===== Data supplied =====
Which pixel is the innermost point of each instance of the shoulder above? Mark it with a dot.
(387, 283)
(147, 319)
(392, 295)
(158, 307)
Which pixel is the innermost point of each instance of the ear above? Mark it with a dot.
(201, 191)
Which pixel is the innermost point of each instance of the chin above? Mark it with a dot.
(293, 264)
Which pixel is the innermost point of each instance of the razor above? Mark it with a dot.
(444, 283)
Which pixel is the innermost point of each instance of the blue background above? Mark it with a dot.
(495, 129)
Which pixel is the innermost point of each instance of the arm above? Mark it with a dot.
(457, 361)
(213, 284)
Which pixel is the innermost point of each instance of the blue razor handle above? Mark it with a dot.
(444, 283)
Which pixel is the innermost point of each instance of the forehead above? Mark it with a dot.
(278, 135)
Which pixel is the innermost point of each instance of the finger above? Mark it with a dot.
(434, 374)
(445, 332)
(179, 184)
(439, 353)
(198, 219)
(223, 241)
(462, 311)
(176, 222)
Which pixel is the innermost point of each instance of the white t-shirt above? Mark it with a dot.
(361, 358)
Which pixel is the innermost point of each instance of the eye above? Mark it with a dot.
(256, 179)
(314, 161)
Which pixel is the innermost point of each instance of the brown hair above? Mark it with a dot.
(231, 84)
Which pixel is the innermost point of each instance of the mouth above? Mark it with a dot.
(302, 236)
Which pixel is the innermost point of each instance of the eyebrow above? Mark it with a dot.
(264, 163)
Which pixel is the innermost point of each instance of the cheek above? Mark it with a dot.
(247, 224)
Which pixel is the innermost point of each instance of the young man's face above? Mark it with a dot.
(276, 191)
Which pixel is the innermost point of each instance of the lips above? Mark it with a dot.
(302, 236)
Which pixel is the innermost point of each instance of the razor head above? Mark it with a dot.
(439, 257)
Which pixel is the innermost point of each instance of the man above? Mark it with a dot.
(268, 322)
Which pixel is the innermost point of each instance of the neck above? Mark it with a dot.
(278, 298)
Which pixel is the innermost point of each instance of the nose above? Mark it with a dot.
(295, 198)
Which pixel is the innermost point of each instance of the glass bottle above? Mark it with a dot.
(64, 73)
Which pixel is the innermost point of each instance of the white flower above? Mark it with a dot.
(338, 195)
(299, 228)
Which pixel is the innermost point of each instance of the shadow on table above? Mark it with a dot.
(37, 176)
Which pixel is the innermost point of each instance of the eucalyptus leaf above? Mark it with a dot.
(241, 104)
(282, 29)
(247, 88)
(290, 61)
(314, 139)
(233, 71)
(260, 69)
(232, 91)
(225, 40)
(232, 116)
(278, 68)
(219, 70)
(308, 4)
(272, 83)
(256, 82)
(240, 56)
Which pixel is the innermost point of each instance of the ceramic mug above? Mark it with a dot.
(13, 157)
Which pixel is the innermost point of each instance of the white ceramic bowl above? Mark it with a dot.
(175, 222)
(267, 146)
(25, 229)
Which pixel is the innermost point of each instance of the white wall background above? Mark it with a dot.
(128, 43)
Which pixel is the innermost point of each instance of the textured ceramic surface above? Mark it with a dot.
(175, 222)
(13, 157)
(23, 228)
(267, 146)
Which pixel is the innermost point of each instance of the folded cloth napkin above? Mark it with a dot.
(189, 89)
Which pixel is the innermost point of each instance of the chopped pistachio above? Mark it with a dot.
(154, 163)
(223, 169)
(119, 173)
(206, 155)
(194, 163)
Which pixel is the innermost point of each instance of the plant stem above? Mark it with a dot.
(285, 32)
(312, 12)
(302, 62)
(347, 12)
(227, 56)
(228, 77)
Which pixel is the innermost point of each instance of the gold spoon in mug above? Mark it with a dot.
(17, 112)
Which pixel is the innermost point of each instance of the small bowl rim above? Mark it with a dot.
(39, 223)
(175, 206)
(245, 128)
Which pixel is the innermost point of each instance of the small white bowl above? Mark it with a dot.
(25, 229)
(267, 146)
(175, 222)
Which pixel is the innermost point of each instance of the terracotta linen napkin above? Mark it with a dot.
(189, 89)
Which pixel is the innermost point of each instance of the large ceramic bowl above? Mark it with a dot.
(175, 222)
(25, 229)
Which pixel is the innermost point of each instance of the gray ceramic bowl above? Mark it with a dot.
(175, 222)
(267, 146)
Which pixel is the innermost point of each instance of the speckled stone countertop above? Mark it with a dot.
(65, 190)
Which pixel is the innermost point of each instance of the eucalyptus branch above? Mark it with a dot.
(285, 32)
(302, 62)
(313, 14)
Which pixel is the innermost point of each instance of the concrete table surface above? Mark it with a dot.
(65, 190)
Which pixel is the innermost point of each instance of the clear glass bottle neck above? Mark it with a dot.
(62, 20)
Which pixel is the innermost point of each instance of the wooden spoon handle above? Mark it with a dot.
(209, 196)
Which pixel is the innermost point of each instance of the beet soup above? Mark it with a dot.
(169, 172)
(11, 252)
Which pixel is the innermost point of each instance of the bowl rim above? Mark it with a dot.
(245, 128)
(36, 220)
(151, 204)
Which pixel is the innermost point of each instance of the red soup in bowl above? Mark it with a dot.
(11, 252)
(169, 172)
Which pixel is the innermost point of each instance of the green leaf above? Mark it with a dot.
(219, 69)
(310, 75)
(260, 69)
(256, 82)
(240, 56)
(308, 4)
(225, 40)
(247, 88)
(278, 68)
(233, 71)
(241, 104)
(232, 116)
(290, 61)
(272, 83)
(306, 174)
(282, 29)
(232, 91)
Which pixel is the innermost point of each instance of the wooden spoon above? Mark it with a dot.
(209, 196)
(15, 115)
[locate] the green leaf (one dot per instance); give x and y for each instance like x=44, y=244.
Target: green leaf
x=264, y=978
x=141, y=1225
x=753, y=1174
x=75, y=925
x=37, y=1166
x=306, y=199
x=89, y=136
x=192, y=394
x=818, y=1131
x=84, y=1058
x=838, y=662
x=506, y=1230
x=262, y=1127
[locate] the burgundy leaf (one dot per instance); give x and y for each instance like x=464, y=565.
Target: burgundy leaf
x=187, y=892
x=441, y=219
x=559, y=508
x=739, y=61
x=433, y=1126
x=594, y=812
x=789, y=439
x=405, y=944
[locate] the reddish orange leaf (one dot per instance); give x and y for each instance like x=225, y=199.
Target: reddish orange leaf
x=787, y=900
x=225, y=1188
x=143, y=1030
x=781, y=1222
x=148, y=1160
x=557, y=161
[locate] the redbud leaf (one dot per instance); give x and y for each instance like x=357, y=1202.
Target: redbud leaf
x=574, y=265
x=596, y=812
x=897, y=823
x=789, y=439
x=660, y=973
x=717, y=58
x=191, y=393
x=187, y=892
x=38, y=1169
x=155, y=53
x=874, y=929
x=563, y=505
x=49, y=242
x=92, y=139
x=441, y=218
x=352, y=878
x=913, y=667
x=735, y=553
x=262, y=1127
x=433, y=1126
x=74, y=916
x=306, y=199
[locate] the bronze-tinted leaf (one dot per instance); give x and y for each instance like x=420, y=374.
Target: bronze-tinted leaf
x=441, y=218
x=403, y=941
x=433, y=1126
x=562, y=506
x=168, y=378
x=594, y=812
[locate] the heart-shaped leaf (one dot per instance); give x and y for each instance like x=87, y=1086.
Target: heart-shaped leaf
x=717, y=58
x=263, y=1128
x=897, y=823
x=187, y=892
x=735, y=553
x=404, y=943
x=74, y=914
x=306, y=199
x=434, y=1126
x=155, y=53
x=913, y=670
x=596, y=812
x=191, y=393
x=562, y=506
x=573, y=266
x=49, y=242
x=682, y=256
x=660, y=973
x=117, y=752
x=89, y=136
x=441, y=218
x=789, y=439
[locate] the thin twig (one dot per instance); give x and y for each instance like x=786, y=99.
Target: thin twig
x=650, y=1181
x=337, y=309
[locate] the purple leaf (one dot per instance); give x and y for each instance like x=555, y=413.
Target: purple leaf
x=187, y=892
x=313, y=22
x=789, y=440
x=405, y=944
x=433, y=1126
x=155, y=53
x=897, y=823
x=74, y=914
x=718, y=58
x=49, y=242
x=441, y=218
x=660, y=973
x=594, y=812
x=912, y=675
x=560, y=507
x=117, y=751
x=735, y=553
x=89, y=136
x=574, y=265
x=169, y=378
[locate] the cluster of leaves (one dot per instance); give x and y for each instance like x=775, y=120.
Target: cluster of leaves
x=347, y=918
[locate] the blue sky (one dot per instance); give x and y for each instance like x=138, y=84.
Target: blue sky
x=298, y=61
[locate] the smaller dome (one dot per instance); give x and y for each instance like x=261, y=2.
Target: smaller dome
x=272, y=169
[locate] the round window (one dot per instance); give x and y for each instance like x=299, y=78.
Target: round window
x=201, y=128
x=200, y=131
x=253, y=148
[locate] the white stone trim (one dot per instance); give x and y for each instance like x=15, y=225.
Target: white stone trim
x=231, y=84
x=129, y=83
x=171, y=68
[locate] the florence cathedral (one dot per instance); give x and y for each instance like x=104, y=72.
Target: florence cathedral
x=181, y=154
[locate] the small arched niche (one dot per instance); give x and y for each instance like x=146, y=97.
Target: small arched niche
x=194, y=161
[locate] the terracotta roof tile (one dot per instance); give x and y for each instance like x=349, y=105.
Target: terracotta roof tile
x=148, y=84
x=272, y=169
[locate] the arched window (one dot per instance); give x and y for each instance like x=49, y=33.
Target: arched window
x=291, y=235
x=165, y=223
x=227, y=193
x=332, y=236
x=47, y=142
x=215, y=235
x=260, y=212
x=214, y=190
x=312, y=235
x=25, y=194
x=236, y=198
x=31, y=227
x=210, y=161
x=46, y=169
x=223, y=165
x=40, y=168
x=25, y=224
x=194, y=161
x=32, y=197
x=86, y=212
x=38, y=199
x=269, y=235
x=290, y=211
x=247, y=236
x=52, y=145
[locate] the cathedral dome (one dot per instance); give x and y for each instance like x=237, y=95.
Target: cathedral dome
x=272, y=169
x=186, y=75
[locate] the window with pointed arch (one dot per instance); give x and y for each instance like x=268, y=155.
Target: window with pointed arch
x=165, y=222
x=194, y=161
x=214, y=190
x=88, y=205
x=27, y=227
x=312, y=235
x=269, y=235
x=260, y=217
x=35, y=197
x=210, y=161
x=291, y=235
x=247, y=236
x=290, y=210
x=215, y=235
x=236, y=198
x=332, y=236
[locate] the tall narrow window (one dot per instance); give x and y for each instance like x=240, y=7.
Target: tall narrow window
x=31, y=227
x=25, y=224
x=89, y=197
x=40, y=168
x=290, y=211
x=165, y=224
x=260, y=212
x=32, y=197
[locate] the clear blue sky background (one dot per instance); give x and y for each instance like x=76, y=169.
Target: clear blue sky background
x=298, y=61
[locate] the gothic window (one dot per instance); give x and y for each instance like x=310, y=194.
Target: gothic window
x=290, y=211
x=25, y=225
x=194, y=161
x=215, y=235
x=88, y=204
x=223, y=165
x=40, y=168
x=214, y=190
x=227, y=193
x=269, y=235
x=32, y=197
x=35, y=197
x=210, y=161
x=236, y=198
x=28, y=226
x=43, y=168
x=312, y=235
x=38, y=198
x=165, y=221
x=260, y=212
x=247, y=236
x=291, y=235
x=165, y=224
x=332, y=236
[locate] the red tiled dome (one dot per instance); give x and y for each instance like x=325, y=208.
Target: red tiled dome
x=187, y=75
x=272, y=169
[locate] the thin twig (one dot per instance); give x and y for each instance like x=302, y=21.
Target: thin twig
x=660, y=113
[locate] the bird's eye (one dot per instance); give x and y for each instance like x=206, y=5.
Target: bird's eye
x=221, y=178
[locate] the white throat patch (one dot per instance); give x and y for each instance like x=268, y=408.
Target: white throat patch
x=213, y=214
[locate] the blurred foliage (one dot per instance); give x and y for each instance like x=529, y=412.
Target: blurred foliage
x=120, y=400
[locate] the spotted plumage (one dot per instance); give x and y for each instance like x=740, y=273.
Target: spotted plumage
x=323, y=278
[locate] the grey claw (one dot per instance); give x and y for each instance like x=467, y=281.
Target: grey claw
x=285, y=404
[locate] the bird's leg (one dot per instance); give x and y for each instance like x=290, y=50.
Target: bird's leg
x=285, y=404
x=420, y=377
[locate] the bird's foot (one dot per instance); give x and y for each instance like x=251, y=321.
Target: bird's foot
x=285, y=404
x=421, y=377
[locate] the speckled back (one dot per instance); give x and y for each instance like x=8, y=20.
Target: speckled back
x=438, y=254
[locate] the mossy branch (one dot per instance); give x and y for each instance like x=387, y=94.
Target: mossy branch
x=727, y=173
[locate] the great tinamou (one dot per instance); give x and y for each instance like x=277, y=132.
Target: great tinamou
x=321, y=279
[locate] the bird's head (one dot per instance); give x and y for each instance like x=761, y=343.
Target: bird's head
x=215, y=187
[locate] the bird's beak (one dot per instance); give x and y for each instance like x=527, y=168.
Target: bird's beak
=====
## What to produce
Lines above that include the string "beak" need to be copied.

## Task output
[locate] the bird's beak (one dot per instance); give x and y for each instance like x=527, y=168.
Target: bird's beak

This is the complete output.